===== INPUT FOR THIS TASK

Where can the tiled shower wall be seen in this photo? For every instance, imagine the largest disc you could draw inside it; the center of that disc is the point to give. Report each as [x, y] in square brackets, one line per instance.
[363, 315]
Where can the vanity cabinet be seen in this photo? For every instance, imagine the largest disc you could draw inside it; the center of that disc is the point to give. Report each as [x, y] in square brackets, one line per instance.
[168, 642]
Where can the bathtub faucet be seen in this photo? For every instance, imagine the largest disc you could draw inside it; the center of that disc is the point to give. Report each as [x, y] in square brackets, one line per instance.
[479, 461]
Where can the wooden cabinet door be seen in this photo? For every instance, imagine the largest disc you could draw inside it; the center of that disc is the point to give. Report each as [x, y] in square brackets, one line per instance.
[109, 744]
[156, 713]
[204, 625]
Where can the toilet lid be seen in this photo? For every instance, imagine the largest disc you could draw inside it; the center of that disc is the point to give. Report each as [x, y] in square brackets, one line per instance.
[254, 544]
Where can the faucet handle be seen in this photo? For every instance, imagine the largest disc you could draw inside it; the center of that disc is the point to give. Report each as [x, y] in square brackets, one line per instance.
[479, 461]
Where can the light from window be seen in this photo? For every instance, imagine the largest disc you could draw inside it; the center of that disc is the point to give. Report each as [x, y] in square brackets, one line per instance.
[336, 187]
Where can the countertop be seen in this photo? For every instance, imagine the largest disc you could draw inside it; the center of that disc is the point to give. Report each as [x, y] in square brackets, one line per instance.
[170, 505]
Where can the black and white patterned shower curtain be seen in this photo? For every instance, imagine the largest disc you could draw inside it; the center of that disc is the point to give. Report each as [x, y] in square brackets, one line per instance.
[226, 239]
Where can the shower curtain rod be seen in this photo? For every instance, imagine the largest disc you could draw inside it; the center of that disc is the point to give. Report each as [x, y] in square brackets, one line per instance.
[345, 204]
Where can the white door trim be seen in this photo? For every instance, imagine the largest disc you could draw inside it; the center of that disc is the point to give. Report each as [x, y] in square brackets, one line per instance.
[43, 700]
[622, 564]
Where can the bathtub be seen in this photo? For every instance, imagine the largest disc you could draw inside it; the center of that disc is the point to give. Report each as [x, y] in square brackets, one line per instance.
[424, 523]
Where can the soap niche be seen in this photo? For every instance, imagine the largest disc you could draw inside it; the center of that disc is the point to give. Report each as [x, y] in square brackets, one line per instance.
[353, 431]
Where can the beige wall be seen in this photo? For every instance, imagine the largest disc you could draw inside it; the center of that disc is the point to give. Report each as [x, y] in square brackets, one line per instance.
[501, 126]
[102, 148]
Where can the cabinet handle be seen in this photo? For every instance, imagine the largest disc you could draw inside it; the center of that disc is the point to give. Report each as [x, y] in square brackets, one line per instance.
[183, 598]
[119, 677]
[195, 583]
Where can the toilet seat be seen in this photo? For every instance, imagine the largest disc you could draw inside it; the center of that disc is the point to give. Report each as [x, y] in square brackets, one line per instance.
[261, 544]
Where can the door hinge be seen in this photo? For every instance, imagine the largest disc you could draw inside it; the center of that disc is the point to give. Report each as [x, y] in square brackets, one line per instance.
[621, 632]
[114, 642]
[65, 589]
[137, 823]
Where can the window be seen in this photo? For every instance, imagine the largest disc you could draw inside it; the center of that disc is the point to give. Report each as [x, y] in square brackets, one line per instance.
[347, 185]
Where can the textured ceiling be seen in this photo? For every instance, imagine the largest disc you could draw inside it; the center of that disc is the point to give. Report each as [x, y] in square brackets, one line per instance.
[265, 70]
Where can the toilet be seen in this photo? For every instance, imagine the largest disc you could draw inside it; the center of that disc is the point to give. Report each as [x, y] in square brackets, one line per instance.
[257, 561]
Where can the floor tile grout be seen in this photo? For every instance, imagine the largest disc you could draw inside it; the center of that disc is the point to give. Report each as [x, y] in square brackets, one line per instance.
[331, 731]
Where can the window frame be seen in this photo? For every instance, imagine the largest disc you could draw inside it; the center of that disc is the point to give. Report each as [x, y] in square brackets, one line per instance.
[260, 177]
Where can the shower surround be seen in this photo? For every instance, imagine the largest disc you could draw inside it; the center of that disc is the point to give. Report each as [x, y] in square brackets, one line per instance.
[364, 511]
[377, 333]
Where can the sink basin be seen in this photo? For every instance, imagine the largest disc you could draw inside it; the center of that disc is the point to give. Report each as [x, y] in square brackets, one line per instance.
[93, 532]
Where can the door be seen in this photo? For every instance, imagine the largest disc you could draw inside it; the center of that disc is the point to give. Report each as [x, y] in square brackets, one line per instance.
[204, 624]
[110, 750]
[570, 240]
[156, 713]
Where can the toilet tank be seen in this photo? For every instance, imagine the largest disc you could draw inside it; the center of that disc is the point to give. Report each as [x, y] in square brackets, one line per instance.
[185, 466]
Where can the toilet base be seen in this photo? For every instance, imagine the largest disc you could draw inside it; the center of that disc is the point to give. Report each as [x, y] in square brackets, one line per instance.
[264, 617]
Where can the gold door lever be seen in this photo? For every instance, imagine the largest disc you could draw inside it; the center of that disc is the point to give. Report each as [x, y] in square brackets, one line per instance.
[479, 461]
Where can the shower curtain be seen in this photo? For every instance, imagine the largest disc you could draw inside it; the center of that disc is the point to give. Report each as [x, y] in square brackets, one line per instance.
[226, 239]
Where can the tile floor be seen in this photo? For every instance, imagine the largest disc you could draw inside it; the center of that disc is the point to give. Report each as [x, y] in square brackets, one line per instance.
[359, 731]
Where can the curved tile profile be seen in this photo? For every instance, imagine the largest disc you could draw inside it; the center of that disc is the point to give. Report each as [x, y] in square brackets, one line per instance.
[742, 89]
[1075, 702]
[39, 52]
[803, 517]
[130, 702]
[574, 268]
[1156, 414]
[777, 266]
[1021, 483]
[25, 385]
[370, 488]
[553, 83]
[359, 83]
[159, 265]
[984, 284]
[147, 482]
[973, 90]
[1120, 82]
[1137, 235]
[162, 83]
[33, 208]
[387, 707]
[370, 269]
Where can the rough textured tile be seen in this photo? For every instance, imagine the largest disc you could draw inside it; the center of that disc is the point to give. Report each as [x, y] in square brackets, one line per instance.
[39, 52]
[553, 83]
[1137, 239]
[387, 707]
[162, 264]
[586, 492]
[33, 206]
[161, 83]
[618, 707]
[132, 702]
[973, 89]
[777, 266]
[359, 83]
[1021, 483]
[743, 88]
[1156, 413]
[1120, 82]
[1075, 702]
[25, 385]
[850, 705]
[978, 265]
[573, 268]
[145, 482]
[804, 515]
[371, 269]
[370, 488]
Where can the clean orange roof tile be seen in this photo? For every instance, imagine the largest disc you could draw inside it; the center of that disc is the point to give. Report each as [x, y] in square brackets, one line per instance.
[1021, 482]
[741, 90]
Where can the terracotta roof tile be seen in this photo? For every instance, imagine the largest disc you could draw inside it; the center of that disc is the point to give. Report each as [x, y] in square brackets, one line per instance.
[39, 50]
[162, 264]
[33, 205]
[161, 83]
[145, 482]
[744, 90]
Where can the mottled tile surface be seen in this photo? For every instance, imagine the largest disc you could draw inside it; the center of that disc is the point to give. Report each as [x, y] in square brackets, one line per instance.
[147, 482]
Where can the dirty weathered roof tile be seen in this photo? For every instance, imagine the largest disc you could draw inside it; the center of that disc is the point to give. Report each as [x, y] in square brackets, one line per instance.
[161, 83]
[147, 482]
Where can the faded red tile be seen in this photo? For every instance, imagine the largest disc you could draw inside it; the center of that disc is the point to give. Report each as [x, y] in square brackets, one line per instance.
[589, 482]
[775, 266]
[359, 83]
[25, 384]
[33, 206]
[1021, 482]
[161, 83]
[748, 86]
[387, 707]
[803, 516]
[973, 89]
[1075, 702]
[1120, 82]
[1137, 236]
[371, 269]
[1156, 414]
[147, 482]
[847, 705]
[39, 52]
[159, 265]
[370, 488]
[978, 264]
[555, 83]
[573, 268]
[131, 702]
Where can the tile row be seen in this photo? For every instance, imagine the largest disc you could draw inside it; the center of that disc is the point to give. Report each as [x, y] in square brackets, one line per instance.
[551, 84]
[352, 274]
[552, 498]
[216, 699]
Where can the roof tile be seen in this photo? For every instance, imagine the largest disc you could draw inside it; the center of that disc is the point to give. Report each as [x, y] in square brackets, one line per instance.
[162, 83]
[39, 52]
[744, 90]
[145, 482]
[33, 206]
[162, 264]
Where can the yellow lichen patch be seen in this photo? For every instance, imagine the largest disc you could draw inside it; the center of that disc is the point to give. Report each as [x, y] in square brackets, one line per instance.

==========

*EXERCISE REQUIREMENTS*
Revise the items from the line that has "Where can the tile row" through the end of the items, replacing "disc" with "circle" and leaving everything else unchanged.

*RESPONSE TO THIS TASK*
Where can the tile row be seen in this photo? For every instance, imagine the largest circle you could draw inside it; the center of that circle is the point to give. Report each as [x, y] in square brackets, one line per instance.
[551, 84]
[352, 274]
[552, 498]
[216, 699]
Where can the roof tile be seen in this photo? For every instance, imagine the largest circle you could draw inside it; the center of that circle is the point to give. Report each as [x, y] in square brackets, one line per instance.
[162, 83]
[39, 52]
[744, 90]
[145, 482]
[33, 206]
[162, 264]
Where can the yellow lichen patch be seen in this photo? For every instance, imagine the largest circle you could draw inside it; the center of that circle is the point to give. Report each as [x, y] in square brackets, one line per instance.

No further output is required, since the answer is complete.